Exercice proposé 1: D'après l'extrait fourni, en quelle année Malenkov a-t-il qualifié Staline de « guide de l'humanité progressiste » ?
Exercice proposé 2: Reproduisez tel quel le passage de l'extrait fourni qui commence aux mots « Ce court détour » et s'arrête après « même le contraire. ».
Exercice proposé 3: Selon la définition citée dans l'extrait fourni, les avancées dans quels domaines sont vitales à l'amélioration de la condition humaine ? Donnez-les tous.

Extrait fourni:

::::::::

Mais que veut dire être progressiste ? Wikipédia propose la définition suivante : Le progressisme est la volonté d’instaurer ou d’imposer un progrès social par des réformes ou par la violence en opposition au conservatisme. En tant que philosophie, le progressisme se fonde sur le progrès social et l’idée que les avancées en matière de science, technologie, développement économique et l’organisation sociale sont vitaux à l’amélioration de la condition humaine.
C’est une définition intéressante par son usage des mots à problème suivants : “s’imposer” et “par la violence” si besoin. Ce n’est donc pas une philosophie innocente ! Le même article en trace l’histoire : être progressiste devient le trait d’union de toutes les forces qui soutiennent l’URSS stalinienne, surtout après 1945. A l’ère de la division entre deux blocs, à l’époque de la guerre froide, le camp communiste se définit par “progressiste” par opposition au camp américain “réactionnaire”, “colonialiste” ou “néocolonialiste”, soumis à des “forces obscures”. En 1949 au moment du 70e anniversaire de Staline, Malenkov parlait du dictateur comme d’un “guide de l’humanité progressiste”.
Ce court détour par l’histoire est utile pour saisir le lien direct entre l’adjectif progressiste et le Stalinisme. Qui l’eut cru ? Nous sommes donc devant un courant de pensée caractérisée historiquement par la répression et la dictature. Le progrès de la société qu’il préconise n’est pas nécessairement ce que M. Tout-le-monde appellerait le progrès. C’est peut-être même le contraire.
Curieusement, ce que les progressistes, comme ceux de la RTBF, dénoncent comme étant typique de l’extrême droite correspond d’assez près à ce qui caractérise les forces progressistes : avoir une vision claire et impérialiste de l’avenir vers lequel on veut conduire l’humanité, malgré elle si besoin, et utiliser tous les moyens nécessaires pour y parvenir. C’est glaçant ! Et si les effets éthiques de cette philosophie dans le monde actuel sont une indication de l’avenir, il y a des soucis à se faire.

Démocratique :
Voici un adjectif surement sans problèmes ! Et pourtant ! Le mot est souvent utilisé tant par nos politiciens que par la RTBF. Mais l’usage en est étrange. Il est tantôt utilisé positivement – les partis démocratiques – tantôt de manière franchement négative : tel parti n’est pas démocratique. Nous avons donc dans le paysage politique belge des partis qui sont assez systématiquement traités de non-démocratiques. Du coup, il faut se poser quelques questions ! Qui détermine l’attribution des points en démocratie ? Que veut dire démocratique ? Quelles sont les conséquences d’une discrimination dans ce domaine ?

::::::::

Données affichées:
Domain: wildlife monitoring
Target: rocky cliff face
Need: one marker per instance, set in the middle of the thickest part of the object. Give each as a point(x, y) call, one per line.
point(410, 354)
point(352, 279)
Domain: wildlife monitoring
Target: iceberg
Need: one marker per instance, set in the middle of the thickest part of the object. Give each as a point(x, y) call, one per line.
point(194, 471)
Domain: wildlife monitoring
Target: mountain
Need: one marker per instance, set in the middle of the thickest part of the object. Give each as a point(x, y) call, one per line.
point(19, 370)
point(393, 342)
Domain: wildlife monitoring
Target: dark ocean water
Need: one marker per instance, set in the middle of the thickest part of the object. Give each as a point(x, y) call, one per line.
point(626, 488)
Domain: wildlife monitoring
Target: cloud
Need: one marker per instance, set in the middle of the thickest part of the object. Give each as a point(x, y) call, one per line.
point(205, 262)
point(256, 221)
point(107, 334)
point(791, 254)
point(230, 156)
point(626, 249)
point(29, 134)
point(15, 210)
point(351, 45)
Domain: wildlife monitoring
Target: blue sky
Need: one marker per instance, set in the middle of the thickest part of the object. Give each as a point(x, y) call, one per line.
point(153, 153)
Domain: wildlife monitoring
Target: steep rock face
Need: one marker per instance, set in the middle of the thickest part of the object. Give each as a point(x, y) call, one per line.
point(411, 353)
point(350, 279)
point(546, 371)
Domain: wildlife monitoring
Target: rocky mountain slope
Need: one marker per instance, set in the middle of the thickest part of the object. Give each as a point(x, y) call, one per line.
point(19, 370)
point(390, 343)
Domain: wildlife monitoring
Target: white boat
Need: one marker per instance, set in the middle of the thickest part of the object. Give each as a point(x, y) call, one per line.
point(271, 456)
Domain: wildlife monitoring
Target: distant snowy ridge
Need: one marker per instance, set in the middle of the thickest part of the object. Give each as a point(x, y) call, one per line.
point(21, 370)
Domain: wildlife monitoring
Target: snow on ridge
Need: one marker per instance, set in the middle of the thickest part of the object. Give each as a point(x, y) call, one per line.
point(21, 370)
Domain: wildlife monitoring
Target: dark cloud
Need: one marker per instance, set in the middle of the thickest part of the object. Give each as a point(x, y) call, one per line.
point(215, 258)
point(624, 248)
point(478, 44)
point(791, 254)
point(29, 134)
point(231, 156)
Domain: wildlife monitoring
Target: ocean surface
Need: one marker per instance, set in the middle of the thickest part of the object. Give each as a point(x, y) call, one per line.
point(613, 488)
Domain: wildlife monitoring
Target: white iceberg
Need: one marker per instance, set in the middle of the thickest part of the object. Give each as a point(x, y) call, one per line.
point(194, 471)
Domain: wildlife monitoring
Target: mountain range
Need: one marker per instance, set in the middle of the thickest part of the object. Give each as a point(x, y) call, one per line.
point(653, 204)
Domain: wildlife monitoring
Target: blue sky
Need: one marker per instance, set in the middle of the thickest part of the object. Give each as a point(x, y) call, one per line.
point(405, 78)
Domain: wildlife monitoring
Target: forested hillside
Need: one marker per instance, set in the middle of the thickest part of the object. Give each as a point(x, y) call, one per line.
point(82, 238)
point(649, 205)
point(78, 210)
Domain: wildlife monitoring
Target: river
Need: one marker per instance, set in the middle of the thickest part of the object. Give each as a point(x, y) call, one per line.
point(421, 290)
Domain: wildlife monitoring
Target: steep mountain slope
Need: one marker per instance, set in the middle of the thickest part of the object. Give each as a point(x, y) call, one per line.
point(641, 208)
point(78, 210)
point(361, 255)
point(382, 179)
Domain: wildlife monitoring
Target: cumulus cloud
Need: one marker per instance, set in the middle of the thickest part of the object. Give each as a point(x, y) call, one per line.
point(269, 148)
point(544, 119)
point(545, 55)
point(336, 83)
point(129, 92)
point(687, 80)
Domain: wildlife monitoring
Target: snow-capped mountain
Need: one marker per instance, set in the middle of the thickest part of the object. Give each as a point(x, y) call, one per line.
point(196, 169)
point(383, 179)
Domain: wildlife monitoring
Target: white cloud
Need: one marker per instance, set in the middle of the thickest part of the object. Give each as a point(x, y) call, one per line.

::::::::

Réponse complète 1: En 1949, au moment du 70e anniversaire de Staline.

Réponse complète 2:
Ce court détour par l’histoire est utile pour saisir le lien direct entre l’adjectif progressiste et le Stalinisme. Qui l’eut cru ? Nous sommes donc devant un courant de pensée caractérisée historiquement par la répression et la dictature. Le progrès de la société qu’il préconise n’est pas nécessairement ce que M. Tout-le-monde appellerait le progrès. C’est peut-être même le contraire.

Réponse complète 3: La science, la technologie, le développement économique et l'organisation sociale.